Single by Five Star

from the album Silk & Steel
- B-side: "Don't You Know I Love It"
- Released: 7 April 1986
- Studio: Larrabee Sound (Los Angeles)
- Genre: Pop
- Length: 4:41
- Label: RCA, Tent
- Songwriters: Sue Sheridan, Paul Chiten
- Producer: Richard James Burgess

Five Star singles chronology
| "System Addict" (1985) | "Can't Wait Another Minute" (1986) | "Find the Time" (1986) |

= Can't Wait Another Minute =

1986 single by Five Star

"Can't Wait Another Minute" is a song by British pop music group Five Star, written by Paul Chiten and Sue Sheridan. It was originally recorded by the female vocal trio Lewis (featuring Dee, Shirley and Linda Lewis, later known as Lewis Sisters), released a month before the Five Star version as the B-side to their single "If the Love Fits", and it was also featured in the 1986 film Gung Ho.

Five Star's version was released as the lead single from their second album, Silk & Steel, in April 1986. The song peaked at number seven on the UK Singles Chart and gave the group their highest-charting hit in the United States, reaching number 41 on the Billboard Hot 100 chart and number seven on the Billboard Hot Black Singles chart.

==Music video==
The video features the band making a human clock, with all five members becoming the "hands" of the clock. The band's car also supposedly breaks down, and are late for a concert. The traffic lights change from "Wait" to "Can't Wait" to reflect the song's title.

→ Written exercise 1: In the article on the Five Star single, which studio is listed for the song?
The records are unrelated to the article on the Five Star single.

Excerpts from a location annotation dataset:
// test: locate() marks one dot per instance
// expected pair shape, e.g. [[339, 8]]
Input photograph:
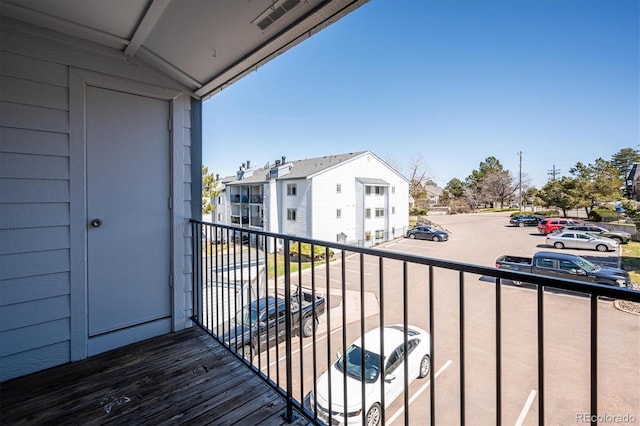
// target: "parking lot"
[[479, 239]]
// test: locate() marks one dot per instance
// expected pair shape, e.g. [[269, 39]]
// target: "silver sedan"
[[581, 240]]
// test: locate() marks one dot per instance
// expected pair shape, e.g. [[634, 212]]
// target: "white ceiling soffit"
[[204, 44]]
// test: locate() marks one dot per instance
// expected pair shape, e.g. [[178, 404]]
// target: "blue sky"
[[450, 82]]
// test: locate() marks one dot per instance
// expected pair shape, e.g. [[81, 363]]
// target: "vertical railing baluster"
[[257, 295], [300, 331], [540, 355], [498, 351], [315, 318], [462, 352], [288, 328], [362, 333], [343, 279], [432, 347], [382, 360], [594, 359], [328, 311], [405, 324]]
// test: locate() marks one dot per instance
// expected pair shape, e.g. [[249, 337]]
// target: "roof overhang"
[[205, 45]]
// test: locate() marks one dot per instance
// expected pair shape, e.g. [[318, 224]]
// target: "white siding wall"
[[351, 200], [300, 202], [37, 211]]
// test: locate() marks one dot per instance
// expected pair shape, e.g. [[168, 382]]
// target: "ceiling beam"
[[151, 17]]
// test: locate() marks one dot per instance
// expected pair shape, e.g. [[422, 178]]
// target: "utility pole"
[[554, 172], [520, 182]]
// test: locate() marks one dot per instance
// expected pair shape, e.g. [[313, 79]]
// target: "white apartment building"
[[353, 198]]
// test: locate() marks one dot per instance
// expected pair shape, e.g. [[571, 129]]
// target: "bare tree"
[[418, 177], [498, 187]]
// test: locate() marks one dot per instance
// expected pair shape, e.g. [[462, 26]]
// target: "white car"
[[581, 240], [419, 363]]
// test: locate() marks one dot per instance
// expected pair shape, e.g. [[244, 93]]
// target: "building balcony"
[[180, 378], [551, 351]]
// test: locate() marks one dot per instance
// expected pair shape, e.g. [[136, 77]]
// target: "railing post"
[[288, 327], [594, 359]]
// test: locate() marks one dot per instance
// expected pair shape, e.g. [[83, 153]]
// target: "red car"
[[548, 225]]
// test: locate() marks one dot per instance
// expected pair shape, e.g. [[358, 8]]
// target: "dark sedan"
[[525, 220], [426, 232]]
...
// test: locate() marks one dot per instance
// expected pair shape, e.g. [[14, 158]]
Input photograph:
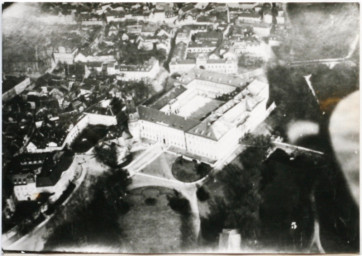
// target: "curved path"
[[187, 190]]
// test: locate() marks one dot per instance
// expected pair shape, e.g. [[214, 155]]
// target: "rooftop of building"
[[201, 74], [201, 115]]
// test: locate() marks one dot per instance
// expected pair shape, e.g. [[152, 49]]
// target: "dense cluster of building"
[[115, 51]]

→ Written exercise 2: How many lines of the records contain the word "white"? Give only the number.

→ Full solution 1: Larrabee Sound (Los Angeles)

→ Full solution 2: 4